▶ Instructions for the task:
Count the lines in the entries below that contain the string "plant". Give only the number.

▶ Given records:

________________________

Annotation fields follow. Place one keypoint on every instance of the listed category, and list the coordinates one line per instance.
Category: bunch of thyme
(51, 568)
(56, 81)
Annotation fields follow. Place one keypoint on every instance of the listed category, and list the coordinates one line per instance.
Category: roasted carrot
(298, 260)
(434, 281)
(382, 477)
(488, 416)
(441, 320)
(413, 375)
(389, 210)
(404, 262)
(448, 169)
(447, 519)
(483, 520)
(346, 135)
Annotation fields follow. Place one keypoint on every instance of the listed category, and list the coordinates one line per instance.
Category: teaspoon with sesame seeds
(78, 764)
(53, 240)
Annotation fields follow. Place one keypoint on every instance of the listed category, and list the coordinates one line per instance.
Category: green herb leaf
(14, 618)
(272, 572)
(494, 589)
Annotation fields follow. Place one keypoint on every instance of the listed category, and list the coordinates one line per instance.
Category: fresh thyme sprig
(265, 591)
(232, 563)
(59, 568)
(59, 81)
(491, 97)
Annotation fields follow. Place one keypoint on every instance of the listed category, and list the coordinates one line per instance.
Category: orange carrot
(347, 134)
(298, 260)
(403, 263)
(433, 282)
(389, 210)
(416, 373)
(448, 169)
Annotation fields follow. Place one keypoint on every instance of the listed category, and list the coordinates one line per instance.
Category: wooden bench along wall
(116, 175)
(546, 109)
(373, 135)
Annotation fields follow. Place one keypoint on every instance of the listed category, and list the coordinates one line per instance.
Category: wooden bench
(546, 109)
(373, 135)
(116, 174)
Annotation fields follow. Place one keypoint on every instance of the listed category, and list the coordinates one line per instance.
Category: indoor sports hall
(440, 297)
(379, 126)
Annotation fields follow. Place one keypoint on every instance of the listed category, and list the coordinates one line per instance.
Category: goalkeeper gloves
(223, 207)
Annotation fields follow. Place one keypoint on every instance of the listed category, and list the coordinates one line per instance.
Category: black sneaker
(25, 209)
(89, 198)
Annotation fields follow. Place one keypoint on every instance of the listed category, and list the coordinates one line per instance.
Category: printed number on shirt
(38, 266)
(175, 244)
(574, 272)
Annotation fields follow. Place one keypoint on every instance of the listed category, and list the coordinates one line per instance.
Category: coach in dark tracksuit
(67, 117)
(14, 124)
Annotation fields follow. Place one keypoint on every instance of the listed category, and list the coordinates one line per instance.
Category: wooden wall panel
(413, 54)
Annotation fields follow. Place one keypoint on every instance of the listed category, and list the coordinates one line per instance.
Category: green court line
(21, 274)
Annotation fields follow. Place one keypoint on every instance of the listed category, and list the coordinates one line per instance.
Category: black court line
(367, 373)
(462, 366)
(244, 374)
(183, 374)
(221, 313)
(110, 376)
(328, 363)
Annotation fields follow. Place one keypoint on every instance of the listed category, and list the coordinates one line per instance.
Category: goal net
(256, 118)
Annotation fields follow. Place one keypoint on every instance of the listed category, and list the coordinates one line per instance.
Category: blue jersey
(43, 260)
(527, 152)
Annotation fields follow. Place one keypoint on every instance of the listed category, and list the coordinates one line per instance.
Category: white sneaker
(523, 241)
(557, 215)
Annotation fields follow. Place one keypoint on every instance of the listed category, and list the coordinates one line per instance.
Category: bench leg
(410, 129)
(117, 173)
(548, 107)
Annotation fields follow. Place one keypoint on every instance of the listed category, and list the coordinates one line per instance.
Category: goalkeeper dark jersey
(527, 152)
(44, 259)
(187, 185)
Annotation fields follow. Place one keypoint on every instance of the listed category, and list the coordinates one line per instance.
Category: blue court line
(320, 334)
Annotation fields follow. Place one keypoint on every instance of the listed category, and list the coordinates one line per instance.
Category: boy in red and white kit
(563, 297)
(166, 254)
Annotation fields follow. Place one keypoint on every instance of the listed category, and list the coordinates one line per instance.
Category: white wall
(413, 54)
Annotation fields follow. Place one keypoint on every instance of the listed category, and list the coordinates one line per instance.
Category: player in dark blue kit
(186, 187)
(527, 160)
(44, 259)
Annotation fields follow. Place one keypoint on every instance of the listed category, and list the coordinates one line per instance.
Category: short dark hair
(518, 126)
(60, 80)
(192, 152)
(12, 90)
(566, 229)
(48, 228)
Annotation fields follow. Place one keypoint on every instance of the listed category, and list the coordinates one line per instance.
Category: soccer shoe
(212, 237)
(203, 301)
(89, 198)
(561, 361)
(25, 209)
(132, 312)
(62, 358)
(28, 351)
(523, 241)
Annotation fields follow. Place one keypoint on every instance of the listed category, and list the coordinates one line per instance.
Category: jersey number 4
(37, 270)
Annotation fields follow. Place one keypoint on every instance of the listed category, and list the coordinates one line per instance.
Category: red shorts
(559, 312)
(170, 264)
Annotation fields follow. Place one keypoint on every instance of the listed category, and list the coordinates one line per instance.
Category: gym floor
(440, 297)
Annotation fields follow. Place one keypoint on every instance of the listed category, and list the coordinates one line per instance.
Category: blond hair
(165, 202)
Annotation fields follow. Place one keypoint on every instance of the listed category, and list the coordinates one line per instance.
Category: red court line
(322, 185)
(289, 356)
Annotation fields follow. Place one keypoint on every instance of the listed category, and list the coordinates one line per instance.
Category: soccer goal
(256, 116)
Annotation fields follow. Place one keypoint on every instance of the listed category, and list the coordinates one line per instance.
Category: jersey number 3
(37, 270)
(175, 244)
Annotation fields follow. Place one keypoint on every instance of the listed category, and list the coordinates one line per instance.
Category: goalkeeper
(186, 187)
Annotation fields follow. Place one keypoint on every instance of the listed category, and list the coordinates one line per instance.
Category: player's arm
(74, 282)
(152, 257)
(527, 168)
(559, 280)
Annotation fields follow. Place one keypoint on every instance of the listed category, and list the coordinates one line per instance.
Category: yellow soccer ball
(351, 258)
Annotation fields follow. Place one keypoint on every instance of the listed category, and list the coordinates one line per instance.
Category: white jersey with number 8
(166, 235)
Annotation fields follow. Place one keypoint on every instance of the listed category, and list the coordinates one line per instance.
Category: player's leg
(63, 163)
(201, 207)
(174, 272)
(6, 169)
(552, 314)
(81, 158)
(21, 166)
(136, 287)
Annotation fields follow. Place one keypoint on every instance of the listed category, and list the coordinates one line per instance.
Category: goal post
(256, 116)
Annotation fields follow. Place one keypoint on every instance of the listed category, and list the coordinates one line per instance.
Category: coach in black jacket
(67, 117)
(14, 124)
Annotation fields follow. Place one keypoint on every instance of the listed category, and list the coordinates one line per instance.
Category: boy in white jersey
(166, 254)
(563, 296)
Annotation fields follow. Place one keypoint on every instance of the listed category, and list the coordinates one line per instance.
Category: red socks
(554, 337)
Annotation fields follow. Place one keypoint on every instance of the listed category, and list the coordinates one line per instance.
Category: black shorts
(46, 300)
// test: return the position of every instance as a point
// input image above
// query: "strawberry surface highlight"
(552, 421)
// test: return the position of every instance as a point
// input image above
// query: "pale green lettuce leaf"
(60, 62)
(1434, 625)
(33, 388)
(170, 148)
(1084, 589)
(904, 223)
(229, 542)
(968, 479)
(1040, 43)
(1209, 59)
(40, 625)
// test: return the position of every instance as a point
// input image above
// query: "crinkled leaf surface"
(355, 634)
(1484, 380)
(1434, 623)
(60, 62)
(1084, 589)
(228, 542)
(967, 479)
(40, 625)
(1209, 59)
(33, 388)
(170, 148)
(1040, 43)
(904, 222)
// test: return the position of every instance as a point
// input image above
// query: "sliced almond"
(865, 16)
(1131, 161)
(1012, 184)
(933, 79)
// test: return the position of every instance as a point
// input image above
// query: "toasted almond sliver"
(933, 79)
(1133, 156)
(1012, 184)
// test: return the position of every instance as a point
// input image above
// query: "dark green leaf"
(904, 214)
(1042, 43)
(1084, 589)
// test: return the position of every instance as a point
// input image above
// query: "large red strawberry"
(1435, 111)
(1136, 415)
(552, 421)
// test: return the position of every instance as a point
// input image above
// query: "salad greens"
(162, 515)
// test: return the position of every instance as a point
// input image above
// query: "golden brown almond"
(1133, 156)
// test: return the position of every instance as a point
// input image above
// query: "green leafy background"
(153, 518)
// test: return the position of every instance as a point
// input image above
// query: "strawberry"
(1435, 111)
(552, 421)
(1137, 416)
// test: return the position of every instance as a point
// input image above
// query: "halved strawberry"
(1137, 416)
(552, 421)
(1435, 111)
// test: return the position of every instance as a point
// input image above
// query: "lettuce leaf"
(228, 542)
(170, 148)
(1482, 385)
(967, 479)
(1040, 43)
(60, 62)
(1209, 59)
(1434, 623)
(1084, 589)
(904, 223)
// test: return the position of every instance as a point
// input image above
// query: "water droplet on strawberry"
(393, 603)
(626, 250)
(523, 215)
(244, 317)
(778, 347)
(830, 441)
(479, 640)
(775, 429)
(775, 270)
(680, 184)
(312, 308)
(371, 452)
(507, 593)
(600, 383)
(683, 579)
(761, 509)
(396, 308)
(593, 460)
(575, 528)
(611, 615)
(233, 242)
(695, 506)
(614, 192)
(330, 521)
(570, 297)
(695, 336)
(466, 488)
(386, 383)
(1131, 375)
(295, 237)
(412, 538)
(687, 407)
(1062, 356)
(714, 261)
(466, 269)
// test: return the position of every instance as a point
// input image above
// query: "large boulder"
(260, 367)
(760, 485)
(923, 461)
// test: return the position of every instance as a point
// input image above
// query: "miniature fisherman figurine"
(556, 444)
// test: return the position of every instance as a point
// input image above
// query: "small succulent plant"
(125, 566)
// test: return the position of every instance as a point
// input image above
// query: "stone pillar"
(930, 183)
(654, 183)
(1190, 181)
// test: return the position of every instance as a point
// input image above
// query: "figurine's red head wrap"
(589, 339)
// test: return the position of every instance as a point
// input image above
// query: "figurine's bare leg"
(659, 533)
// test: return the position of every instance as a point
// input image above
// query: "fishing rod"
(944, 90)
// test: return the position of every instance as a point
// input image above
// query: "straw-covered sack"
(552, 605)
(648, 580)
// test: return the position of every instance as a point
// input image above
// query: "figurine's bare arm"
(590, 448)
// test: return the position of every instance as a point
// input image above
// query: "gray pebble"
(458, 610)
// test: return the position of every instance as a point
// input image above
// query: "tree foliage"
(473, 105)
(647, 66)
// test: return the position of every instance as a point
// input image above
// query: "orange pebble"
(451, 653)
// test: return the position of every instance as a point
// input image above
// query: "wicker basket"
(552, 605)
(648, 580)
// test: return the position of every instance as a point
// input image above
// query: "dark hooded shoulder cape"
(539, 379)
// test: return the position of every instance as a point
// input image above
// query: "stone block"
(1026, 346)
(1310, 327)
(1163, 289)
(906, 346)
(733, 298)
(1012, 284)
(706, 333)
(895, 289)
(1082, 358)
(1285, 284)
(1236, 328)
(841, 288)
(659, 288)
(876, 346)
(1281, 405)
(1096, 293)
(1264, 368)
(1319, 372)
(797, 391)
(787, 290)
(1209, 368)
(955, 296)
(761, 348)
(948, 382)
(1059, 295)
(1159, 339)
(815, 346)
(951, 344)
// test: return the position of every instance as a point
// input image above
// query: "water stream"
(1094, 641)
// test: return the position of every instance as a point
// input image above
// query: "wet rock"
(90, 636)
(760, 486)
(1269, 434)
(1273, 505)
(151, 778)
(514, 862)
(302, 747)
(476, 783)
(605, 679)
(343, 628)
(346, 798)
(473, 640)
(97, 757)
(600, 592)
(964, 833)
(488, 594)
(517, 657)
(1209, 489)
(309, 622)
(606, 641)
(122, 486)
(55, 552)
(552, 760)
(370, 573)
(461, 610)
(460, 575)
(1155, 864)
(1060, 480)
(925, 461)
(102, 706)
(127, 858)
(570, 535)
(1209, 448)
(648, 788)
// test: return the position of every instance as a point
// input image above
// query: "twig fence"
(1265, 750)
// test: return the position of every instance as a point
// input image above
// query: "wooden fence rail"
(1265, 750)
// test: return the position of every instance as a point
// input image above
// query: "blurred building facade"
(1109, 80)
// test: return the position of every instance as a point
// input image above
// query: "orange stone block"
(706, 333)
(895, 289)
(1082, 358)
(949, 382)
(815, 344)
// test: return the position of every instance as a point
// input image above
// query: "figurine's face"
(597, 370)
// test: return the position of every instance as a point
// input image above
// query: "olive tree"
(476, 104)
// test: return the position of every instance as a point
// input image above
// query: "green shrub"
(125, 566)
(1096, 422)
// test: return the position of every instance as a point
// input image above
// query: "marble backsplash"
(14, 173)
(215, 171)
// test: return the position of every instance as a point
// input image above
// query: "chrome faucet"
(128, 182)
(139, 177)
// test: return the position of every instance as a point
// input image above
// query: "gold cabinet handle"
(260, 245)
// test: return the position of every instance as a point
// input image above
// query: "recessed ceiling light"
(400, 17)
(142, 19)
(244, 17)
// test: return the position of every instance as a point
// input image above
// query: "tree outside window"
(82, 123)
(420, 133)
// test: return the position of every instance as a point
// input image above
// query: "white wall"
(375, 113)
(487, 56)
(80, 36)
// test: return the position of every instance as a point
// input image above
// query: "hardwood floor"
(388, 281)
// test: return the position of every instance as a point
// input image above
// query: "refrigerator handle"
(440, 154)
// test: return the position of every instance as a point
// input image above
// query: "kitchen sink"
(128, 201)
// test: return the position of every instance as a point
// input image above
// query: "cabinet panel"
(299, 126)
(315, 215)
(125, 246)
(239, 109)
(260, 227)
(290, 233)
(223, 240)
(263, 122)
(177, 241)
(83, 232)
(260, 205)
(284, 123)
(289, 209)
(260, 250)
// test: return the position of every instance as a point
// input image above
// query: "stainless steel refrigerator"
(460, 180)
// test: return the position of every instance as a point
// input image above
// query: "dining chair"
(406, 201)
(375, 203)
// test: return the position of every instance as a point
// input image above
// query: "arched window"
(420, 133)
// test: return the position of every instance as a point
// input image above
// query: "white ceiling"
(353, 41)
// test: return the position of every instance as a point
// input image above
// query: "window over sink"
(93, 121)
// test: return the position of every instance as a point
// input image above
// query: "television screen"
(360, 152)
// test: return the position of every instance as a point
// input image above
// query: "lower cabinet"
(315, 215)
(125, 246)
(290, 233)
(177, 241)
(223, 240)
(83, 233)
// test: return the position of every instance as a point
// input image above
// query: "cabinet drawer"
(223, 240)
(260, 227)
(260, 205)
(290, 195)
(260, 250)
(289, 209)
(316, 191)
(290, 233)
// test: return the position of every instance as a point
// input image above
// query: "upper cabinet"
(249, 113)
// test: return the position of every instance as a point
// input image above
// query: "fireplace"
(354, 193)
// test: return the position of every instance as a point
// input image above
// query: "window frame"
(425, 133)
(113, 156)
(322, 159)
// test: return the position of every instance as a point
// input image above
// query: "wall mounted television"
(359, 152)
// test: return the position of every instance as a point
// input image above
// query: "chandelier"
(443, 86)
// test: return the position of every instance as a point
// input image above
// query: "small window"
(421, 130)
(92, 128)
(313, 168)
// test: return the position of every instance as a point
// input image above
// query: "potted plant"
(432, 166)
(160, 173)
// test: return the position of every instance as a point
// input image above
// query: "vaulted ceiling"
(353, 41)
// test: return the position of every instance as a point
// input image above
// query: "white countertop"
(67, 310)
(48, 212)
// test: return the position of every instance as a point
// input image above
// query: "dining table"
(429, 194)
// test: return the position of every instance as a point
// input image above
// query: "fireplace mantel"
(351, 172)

________________________

▶ Solution to this task:
2